(Stored items from a collection)
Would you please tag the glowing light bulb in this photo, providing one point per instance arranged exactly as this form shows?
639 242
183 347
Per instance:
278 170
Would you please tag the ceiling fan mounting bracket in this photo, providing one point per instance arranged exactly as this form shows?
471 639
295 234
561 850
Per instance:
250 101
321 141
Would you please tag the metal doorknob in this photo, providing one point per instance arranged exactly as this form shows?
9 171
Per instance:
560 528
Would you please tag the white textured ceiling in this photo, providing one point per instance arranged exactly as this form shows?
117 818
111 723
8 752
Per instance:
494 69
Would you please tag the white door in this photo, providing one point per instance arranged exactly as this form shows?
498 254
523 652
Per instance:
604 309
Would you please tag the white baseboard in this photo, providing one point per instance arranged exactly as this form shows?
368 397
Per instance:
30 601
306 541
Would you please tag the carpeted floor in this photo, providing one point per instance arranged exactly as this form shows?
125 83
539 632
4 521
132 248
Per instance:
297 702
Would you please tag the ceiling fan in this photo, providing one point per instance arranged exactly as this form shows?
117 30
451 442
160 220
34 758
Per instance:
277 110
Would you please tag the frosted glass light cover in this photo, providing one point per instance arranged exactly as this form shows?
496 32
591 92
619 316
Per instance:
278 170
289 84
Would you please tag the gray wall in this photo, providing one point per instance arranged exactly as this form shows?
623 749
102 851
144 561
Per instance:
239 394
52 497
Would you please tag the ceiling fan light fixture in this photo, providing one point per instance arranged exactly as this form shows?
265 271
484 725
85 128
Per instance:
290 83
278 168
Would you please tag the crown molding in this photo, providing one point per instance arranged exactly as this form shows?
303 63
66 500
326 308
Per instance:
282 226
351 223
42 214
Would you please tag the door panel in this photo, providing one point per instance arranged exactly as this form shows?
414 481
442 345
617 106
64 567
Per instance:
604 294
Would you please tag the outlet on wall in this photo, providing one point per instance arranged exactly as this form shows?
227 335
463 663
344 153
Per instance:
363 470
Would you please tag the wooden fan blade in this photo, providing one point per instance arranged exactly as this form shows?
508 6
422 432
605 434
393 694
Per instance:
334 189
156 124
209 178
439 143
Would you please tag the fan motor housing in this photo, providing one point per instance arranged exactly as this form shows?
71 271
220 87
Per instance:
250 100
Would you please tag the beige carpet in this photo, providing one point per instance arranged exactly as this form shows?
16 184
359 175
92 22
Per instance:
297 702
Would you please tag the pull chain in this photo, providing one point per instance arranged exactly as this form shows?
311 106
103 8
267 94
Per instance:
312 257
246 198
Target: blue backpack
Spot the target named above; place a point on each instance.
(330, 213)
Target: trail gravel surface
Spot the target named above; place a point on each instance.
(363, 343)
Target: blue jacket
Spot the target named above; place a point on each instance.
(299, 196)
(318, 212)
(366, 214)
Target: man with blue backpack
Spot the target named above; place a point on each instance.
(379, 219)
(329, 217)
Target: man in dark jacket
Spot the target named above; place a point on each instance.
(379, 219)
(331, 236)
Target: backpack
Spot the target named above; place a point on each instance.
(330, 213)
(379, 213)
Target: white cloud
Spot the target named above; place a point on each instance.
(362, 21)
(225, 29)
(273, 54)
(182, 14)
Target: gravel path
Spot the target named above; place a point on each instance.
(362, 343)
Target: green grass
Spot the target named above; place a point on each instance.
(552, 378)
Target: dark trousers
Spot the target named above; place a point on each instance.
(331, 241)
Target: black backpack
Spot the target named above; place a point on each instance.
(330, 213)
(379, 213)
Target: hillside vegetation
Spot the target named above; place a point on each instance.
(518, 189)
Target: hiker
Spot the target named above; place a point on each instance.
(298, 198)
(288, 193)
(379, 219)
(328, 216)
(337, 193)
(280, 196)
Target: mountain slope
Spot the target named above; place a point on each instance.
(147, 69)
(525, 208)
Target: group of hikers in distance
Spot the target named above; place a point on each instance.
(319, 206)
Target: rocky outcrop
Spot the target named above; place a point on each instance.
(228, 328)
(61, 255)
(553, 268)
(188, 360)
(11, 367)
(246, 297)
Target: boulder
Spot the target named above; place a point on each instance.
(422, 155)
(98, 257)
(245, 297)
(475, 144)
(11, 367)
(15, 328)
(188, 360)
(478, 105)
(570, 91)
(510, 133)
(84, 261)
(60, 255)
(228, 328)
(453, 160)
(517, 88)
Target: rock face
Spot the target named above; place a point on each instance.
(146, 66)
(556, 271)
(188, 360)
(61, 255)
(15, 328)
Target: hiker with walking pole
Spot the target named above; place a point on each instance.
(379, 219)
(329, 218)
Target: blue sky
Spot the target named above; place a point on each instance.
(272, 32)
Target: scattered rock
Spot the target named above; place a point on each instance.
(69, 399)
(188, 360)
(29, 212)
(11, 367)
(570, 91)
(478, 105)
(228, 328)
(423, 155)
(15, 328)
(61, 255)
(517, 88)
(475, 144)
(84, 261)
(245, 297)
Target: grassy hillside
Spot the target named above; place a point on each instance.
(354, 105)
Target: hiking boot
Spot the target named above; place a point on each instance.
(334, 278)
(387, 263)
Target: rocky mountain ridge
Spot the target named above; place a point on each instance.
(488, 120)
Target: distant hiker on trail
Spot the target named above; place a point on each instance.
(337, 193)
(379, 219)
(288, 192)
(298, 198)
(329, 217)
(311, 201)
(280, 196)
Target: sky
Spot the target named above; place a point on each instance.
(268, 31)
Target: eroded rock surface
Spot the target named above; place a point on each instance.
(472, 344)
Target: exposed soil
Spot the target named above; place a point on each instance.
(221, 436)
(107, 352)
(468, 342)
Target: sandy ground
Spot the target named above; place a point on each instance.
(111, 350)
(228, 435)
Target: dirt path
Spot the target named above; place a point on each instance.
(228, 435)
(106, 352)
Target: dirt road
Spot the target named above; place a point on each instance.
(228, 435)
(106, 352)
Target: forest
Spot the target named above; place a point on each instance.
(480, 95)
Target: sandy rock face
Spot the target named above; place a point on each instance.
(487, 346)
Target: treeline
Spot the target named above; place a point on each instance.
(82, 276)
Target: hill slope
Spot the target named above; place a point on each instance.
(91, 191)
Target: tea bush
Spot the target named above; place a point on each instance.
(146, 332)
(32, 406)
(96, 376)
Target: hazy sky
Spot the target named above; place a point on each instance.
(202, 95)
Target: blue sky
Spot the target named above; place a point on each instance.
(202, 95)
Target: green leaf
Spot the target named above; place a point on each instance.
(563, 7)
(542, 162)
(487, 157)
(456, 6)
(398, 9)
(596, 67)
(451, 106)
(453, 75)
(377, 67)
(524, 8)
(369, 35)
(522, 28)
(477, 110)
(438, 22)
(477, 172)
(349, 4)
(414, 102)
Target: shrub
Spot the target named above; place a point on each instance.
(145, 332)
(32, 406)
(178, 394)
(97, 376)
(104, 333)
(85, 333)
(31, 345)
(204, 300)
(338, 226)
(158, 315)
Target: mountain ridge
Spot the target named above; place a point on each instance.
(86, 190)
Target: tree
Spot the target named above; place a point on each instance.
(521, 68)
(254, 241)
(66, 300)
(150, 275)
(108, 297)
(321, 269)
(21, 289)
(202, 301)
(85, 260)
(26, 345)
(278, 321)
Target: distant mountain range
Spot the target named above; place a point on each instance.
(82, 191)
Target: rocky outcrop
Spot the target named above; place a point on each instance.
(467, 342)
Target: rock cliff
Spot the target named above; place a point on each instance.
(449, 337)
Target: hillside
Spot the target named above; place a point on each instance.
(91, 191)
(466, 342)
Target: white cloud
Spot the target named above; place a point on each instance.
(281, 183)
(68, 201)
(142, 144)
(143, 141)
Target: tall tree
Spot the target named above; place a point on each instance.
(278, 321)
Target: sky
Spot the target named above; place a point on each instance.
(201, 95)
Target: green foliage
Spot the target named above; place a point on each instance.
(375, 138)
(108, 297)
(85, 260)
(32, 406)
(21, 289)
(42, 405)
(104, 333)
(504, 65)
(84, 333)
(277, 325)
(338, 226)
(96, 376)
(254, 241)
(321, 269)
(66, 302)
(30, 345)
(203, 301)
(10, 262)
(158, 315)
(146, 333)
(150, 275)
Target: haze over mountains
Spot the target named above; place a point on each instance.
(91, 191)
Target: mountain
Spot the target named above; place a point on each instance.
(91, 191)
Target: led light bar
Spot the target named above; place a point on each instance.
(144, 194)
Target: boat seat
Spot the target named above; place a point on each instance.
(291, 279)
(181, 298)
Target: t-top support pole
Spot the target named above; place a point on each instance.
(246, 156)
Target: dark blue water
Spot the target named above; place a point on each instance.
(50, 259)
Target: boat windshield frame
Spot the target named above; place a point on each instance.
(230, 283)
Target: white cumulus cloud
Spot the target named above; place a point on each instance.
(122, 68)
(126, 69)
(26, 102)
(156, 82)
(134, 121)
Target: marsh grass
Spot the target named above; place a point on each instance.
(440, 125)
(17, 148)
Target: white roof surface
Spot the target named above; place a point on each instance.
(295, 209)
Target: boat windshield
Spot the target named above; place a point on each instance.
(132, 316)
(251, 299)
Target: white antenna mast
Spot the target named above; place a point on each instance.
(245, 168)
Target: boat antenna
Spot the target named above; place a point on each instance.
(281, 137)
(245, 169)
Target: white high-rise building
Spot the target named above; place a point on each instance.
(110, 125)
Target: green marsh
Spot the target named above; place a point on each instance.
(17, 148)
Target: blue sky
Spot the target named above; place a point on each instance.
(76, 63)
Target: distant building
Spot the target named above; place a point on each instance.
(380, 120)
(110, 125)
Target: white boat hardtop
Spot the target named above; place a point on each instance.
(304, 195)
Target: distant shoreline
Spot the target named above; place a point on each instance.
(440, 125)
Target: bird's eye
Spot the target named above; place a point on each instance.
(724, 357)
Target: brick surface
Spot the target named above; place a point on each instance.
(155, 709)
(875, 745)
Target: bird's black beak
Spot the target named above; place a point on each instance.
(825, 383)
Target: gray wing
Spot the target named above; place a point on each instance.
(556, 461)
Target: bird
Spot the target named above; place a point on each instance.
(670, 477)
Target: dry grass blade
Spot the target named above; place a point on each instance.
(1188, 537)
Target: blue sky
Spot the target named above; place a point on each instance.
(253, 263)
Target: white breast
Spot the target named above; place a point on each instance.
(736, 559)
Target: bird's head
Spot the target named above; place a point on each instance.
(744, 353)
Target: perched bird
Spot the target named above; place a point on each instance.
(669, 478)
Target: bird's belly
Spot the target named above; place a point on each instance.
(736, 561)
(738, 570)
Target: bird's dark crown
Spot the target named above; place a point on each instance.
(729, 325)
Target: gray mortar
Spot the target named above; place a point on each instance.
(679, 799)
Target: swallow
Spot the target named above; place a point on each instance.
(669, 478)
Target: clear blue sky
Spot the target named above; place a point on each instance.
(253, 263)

» To do
Among the entries, find every line holding "boat" and return it.

» Written response
Target: boat seat
Target: boat windshield frame
Target: boat windshield
Target: boat antenna
Target: white boat hardtop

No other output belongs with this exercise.